### What you should do
Repeat exactly, and only, the lines from the one holding "Task: indicate the cornice molding" through the last line of the records below.

### Extracted entries
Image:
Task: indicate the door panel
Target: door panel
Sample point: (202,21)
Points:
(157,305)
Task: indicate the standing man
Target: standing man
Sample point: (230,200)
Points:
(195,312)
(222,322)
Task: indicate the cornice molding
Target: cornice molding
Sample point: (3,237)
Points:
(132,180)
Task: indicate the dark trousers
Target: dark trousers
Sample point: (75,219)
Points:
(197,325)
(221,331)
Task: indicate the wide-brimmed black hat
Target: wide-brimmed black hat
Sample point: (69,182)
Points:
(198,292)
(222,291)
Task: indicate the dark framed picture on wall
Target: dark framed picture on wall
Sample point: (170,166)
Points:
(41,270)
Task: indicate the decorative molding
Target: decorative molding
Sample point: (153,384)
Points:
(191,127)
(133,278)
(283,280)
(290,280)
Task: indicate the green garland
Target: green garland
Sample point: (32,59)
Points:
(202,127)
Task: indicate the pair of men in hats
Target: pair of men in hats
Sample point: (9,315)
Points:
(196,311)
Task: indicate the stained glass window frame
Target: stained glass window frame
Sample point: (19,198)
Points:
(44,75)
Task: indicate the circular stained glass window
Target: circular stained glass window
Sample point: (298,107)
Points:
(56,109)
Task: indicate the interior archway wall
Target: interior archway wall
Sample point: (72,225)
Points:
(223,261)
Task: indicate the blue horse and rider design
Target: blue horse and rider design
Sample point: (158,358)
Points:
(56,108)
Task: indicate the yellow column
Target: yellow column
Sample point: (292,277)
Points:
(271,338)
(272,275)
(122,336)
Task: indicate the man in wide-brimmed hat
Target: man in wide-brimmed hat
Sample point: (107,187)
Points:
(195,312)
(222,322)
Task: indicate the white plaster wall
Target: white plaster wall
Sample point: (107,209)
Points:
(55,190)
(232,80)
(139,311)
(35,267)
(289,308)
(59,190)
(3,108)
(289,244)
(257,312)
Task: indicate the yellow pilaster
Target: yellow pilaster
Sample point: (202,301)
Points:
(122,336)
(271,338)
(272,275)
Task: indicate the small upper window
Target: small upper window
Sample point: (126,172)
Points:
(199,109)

### Exercise solution
Task: indicate the cornice molding
Target: cornice molding
Sample point: (3,237)
Points:
(132,180)
Task: indicate the dark trousers
Target: dark trousers
Sample point: (75,219)
Points:
(197,325)
(221,331)
Task: indicate the wide-brimmed black hat
Target: wide-brimmed black hat
Sample point: (69,182)
Points:
(198,292)
(222,291)
Task: indicate the dark framed picture on wall
Target: dark framed picture on wall
Sample point: (170,166)
Points:
(41,270)
Task: indicate the decorative molding
Target: decorative molding
Sample point: (153,384)
Points:
(191,127)
(133,278)
(283,280)
(290,280)
Task: indicate the green garland
Target: green garland
Sample point: (32,59)
Points:
(202,127)
Task: indicate the pair of men in hats
Target: pair of men in hats
Sample point: (9,315)
Points:
(196,311)
Task: indicate the stained glass window frame
Target: stained glass window frame
Sample point: (19,198)
Points:
(44,75)
Task: indicate the circular stained glass window
Target: circular stained glass window
Sample point: (298,107)
Points:
(56,109)
Task: indicate the interior archway wall
Target: interior archway wall
Sample point: (72,225)
Points:
(223,261)
Task: indicate the blue horse and rider design
Target: blue horse and rider design
Sample point: (158,358)
Points:
(56,108)
Task: indicate the yellow column
Target: yellow column
Sample point: (292,277)
Points:
(271,338)
(272,275)
(122,336)
Task: indicate the man in wide-brimmed hat
Target: man in wide-brimmed hat
Sample point: (107,187)
Points:
(195,312)
(222,322)
Task: indicate the white plaster wall
Target: white plaster wall
Sample point: (107,209)
Points:
(55,190)
(232,80)
(139,311)
(35,267)
(289,308)
(59,190)
(3,108)
(289,244)
(257,312)
Task: indicate the yellow pilaster
Target: yellow pilaster
Sample point: (202,301)
Points:
(122,336)
(271,338)
(272,275)
Task: indicate the small upper window
Target: small upper window
Sample point: (126,172)
Points:
(199,109)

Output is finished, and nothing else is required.